ARTICLE:
((

OCR

Optical character recognition to extract text from documents and images

Document source

                

Introduction

The AlphaEdge OCR API extracts usable text from files whose format is accepted by the endpoint (see Supported file formats). The service targets strong recognition accuracy and response times suited to production integrations.

This document describes the request and response contract (multipart, image field), the canonical list of input extensions, the returned JSON structure, and integration best practices.

Base URL, host, and documentation

Use the gateway’s public base URL, e.g. https://api-endpoints.alphaedge-ai.com. Do not call the gateway by raw IP when a public hostname is required (otherwise 403). This documentation is hosted at https://api-docs.alphaedge-ai.com/; the gateway does not expose interactive Swagger / OpenAPI online (OpenAPI disabled on the server).

OCR model slugs

The URL must use a registered slug: alpha-digit-max or alpha-digit-medium (kebab-case). GET /models returns model_slug and type for each entry. An unknown slug yields a 404 error.

Quick start

Minimal example: multipart POST request with an X-API-Key header and an image file field.

Basic example

python
import requests

url = "https://api-endpoints.alphaedge-ai.com/models/alpha-digit-max/ocr"
headers = {"X-API-Key": "TA_CLE"}

with open("/chemin/image.png", "rb") as f:
    files = {"image": ("image.png", f, "image/png")}
    r = requests.post(url, headers=headers, files=files, timeout=300)

print(r.status_code)
print(r.json())
bash
curl https://api-endpoints.alphaedge-ai.com/models/alpha-digit-max/ocr \
  -H "X-API-Key: TA_CLE" \
  -F "image=@/chemin/image.png"
javascript
import fs from "node:fs";

const form = new FormData();
form.append("image", new Blob([fs.readFileSync("/chemin/image.png")]), "image.png");

const res = await fetch("https://api-endpoints.alphaedge-ai.com/models/alpha-digit-max/ocr", {
  method: "POST",
  headers: { "X-API-Key": "TA_CLE" },
  body: form
});

console.log(res.status, await res.json());

API parameters

Parameters for the POST /models/{model_slug}/ocr endpoint.

))

DATA RECORDS:
((

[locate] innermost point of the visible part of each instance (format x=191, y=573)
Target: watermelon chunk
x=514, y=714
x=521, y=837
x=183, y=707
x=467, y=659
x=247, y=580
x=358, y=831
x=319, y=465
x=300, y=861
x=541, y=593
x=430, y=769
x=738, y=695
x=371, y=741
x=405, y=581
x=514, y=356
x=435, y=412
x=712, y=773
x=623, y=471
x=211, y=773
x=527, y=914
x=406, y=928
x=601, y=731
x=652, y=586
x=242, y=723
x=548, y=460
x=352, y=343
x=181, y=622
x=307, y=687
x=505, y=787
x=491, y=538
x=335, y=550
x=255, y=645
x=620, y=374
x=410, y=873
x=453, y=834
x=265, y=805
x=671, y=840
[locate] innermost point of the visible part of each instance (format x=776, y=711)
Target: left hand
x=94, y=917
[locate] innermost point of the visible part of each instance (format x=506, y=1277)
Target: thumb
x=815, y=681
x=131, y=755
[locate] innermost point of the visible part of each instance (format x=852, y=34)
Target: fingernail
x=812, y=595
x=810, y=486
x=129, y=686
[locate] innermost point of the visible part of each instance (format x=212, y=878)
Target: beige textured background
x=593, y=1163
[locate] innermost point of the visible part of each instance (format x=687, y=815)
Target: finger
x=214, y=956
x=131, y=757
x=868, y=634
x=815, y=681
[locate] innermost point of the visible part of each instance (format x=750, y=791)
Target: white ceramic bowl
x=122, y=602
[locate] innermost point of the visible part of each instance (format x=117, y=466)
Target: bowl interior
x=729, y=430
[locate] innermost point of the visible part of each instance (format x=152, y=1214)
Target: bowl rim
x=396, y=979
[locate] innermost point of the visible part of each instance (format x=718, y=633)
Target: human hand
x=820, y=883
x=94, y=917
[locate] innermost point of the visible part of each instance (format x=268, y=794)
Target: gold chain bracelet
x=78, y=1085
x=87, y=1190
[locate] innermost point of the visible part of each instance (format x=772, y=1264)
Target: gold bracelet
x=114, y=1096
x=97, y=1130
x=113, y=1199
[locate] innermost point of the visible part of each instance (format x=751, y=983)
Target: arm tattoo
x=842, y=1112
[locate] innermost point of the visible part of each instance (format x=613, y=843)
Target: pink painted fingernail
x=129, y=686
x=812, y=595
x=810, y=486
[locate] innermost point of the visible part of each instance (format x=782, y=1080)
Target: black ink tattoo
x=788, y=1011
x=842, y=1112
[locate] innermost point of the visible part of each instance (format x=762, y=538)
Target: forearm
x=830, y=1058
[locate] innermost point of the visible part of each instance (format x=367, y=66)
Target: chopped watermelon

))

DIRECTIONS:
1/ According to the OCR API page, what happens when the URL uses an unknown model slug?
2/ Repeat the OCR API page word for word, beginning at the words "Basic example" and stopping after "print(r.json())".
The material has no connection to the OCR API page.

ANSWERS FOR THIS EXERCISE:
1/ It yields a 404 error.

2/
Basic example

python
import requests

url = "https://api-endpoints.alphaedge-ai.com/models/alpha-digit-max/ocr"
headers = {"X-API-Key": "TA_CLE"}

with open("/chemin/image.png", "rb") as f:
    files = {"image": ("image.png", f, "image/png")}
    r = requests.post(url, headers=headers, files=files, timeout=300)

print(r.status_code)
print(r.json())